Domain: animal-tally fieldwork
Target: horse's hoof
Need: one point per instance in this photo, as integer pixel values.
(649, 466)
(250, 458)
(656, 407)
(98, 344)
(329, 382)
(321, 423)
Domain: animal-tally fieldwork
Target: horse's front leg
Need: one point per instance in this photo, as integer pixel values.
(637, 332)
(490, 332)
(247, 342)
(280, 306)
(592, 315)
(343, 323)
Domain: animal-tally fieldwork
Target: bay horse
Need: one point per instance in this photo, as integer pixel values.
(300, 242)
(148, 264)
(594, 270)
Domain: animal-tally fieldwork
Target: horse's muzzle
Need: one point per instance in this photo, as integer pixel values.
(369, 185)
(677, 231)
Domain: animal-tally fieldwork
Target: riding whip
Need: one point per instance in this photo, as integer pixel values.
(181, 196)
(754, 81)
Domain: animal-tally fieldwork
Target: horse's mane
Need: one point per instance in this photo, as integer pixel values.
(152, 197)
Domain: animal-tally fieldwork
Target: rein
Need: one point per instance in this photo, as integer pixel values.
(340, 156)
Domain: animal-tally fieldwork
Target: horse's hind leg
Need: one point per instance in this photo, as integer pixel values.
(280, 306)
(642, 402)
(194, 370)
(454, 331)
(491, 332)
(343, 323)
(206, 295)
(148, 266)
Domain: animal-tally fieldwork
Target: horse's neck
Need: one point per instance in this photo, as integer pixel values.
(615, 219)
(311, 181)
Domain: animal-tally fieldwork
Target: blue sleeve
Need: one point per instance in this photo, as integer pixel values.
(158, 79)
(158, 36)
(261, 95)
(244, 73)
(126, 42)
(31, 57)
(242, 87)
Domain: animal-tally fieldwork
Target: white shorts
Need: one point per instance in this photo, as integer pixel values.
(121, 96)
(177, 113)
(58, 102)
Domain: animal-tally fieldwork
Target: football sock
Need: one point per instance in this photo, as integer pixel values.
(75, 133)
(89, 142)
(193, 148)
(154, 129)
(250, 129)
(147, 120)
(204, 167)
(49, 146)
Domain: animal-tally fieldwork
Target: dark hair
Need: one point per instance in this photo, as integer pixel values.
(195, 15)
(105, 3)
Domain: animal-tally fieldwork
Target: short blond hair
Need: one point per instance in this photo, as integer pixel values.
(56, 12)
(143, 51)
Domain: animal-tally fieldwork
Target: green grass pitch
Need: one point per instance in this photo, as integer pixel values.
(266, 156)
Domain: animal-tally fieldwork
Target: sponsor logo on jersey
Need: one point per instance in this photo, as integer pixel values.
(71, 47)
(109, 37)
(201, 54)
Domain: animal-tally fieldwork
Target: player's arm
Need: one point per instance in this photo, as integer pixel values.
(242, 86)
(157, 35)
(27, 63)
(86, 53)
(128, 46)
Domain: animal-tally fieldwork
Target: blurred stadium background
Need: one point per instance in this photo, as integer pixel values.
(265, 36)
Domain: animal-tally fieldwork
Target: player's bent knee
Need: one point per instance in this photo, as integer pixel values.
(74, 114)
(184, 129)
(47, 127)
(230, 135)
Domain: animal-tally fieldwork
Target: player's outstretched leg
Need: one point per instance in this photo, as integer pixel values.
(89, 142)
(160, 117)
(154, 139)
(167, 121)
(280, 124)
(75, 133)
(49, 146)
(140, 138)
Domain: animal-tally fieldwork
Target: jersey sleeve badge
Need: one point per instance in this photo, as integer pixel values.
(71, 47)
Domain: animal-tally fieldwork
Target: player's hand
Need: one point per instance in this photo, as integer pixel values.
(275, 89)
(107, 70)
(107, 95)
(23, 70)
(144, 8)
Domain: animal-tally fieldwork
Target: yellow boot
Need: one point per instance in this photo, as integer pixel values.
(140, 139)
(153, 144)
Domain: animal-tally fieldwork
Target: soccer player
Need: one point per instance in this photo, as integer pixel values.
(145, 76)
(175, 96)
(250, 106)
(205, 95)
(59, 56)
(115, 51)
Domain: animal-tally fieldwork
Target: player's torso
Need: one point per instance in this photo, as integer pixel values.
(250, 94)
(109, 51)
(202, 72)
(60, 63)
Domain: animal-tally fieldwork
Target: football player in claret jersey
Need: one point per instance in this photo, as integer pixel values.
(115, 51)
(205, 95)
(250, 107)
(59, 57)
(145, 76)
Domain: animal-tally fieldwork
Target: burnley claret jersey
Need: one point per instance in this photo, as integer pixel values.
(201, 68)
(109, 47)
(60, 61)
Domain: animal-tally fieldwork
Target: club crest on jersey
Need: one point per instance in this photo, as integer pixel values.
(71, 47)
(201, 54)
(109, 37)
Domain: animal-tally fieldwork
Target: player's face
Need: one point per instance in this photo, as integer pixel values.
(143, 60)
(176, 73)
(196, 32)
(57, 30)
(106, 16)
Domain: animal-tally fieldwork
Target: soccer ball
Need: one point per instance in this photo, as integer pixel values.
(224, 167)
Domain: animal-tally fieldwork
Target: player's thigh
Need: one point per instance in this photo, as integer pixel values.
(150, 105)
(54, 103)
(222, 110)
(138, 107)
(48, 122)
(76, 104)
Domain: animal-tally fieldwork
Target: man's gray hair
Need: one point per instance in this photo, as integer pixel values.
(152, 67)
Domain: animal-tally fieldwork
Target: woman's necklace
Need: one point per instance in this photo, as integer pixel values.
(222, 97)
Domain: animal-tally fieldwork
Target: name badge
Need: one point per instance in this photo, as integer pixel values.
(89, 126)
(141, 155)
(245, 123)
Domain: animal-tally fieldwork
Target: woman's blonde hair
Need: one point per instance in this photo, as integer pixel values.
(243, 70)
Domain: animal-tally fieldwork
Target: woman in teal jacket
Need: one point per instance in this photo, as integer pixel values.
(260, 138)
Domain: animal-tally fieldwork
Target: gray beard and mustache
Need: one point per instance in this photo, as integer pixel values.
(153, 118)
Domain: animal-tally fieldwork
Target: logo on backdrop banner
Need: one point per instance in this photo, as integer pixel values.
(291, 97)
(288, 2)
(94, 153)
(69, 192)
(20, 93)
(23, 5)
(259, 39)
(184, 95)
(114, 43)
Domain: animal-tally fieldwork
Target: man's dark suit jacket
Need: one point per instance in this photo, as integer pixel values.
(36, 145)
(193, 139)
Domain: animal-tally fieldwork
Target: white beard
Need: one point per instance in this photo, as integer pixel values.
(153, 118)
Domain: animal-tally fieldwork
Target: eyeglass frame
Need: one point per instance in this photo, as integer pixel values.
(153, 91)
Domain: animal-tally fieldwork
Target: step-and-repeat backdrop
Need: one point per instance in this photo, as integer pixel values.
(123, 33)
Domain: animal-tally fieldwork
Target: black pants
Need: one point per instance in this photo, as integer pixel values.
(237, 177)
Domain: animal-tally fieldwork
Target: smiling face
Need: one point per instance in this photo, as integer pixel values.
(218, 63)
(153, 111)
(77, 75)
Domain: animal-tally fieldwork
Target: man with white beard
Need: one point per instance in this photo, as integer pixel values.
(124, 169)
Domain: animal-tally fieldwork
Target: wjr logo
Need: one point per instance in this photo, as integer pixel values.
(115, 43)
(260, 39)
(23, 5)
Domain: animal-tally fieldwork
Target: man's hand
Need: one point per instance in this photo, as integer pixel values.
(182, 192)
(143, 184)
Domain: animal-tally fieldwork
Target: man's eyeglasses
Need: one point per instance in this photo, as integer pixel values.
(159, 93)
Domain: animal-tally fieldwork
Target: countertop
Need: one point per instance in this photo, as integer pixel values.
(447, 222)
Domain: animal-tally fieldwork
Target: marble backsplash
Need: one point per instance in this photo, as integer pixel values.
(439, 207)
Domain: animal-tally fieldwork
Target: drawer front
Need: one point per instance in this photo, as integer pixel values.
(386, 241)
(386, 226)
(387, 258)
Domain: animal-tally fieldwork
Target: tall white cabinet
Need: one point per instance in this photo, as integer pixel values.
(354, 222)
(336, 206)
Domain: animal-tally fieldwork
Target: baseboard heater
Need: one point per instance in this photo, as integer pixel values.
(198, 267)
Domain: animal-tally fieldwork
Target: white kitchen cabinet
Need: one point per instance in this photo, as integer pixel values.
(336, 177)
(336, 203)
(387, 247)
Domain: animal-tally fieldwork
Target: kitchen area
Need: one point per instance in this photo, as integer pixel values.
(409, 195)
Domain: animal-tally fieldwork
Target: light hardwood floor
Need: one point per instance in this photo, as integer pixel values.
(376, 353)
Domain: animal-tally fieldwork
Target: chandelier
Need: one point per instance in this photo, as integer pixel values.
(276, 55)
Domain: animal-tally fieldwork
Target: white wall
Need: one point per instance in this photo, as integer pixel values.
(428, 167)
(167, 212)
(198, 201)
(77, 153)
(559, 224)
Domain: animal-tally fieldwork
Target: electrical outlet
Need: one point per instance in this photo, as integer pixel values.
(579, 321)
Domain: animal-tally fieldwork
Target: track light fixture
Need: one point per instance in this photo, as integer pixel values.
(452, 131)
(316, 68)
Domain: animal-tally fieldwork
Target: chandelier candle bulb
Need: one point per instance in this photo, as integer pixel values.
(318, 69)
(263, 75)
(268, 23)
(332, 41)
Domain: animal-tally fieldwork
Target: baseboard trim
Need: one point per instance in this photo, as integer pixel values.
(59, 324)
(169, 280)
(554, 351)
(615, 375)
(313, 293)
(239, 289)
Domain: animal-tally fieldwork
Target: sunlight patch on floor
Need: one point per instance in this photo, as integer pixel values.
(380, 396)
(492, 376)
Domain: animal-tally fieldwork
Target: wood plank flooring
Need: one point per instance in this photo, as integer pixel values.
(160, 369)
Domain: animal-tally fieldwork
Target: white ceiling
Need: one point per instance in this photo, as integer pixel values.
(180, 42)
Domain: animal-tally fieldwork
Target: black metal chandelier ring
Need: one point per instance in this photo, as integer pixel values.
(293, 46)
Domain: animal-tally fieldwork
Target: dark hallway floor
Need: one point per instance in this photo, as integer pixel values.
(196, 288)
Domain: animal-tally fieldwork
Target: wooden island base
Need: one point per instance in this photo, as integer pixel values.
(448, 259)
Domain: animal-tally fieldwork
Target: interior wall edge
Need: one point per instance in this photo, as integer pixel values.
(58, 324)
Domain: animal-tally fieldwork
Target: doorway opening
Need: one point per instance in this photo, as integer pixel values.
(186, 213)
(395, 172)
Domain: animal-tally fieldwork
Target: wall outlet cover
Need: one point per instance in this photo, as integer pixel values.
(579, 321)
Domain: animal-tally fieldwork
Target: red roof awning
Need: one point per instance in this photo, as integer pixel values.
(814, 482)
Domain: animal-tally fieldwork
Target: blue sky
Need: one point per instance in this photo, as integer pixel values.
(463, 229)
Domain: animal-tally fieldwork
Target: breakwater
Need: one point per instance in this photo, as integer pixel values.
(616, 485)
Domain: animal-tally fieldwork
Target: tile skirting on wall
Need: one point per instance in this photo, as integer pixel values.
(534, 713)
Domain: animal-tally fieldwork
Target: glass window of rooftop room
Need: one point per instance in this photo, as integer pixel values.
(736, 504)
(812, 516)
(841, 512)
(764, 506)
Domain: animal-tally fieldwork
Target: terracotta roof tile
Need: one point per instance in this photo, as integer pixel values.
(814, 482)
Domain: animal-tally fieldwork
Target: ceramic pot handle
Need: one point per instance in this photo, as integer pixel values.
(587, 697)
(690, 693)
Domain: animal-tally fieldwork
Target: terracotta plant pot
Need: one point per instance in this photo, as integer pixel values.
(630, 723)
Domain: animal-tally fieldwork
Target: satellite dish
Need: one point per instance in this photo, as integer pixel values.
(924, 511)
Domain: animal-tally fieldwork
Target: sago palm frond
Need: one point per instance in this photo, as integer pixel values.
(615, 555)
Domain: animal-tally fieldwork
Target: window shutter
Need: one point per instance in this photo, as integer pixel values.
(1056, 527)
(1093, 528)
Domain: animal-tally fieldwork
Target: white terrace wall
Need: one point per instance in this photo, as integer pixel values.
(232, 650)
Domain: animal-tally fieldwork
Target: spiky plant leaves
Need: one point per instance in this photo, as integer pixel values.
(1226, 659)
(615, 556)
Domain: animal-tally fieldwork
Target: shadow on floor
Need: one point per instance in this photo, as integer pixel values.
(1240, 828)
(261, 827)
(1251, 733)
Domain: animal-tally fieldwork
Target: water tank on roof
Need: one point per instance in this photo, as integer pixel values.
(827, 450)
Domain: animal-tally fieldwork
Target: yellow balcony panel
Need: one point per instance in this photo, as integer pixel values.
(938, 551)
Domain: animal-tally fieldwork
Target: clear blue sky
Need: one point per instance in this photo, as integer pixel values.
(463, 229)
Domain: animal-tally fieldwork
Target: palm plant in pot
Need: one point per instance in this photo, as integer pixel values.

--------------------------------

Your answer must be the lines above, unchanged, from the first one through the line that holds "Target: horse's hind leg", inclusive, and no others.

Domain: animal-tally fieldwork
Target: horse's hoof
Need: one point per instance in this photo, as integer pixel values.
(649, 466)
(250, 458)
(656, 407)
(98, 344)
(329, 382)
(321, 423)
Domain: animal-tally fieldwork
Target: horse's front leg
Need: one point per instance in this photo, as integer pixel values.
(637, 332)
(490, 332)
(247, 342)
(280, 306)
(592, 315)
(343, 323)
Domain: animal-tally fieldwork
Target: bay horse
Need: one point per instance in this photo, as integer pixel values.
(300, 242)
(148, 264)
(594, 270)
Domain: animal-tally fieldwork
Target: horse's muzzle
Need: one point per instance in this photo, as integer pixel values.
(369, 185)
(677, 231)
Domain: animal-tally fieldwork
Target: riding whip
Need: one point per instance in this photo, as integer pixel values.
(181, 196)
(754, 81)
Domain: animal-tally fieldwork
Target: horse's mane
Need: one point per instance in this photo, as integer pixel values.
(152, 197)
Domain: animal-tally fieldwork
Target: rein
Need: one point per instance in this photo, as integer pixel values.
(340, 156)
Domain: animal-tally fieldwork
Target: horse's hind leg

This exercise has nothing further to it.